───── Entries

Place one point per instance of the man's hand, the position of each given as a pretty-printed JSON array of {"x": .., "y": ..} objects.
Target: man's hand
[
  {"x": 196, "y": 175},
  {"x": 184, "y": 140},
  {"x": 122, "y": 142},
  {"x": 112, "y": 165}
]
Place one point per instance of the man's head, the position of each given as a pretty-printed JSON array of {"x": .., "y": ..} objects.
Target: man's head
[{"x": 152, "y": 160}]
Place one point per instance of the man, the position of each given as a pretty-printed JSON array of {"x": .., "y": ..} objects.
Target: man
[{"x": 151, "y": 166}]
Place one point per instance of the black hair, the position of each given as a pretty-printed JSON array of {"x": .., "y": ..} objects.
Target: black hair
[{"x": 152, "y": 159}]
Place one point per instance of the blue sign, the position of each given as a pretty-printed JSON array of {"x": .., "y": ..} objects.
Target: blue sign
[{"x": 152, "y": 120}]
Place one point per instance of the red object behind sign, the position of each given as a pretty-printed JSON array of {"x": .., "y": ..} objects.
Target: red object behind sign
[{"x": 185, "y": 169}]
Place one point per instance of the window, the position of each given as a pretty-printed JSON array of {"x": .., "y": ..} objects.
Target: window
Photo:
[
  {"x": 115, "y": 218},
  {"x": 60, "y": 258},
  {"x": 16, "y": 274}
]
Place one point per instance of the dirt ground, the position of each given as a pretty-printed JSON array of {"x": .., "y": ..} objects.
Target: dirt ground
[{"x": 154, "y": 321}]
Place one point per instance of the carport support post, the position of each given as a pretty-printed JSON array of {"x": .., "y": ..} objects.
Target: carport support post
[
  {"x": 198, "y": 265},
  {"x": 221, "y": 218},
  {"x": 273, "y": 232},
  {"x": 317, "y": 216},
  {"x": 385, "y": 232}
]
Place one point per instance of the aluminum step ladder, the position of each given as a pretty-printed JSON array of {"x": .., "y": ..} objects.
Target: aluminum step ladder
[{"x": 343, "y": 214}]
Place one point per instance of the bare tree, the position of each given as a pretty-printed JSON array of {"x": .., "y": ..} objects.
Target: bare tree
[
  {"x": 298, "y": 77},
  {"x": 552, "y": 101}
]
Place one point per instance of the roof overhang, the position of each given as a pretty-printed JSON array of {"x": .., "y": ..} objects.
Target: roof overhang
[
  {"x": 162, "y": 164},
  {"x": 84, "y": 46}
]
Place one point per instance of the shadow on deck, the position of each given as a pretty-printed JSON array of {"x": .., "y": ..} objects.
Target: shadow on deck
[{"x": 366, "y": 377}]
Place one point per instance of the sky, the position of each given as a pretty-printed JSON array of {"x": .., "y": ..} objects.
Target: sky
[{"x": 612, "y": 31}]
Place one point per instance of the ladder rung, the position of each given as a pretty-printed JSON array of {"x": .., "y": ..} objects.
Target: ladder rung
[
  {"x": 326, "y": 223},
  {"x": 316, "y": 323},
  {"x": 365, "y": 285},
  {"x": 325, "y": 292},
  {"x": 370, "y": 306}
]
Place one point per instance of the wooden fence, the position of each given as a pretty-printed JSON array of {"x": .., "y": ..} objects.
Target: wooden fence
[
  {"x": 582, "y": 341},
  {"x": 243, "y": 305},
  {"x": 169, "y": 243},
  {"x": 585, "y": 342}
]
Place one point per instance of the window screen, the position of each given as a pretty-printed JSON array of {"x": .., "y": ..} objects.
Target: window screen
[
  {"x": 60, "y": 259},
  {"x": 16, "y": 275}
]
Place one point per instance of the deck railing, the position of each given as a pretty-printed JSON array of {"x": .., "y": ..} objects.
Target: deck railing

──────────

> [Directions for this task]: Copy exactly the lines above, from the one containing "Place one point per instance of the sky, the" through the very last line.

> [Exercise answer]:
Place one point per instance of the sky, the position of each given as a pretty-printed JSON array of {"x": .., "y": ..} objects.
Target: sky
[{"x": 612, "y": 31}]
Place one point per instance of the ladder rung, the position of each given as a pretty-printed JSON array of {"x": .., "y": ..} objects.
Target: ladder rung
[
  {"x": 326, "y": 223},
  {"x": 316, "y": 323},
  {"x": 365, "y": 285},
  {"x": 325, "y": 292},
  {"x": 370, "y": 306}
]
Place one point per instance of the wooden fence, the position of each given as a pretty-printed JSON array of {"x": .., "y": ..} objects.
Target: wooden fence
[
  {"x": 582, "y": 341},
  {"x": 243, "y": 305},
  {"x": 169, "y": 243},
  {"x": 585, "y": 342}
]
Place one point per instance of the window screen, the position of each given as a pretty-printed JSON array of {"x": .., "y": ..} objects.
Target: window screen
[
  {"x": 60, "y": 259},
  {"x": 16, "y": 275}
]
Place one point per instance of the deck railing, the position of each given as a pretty-printed JSON array of {"x": .., "y": ..} objects.
Target: deck railing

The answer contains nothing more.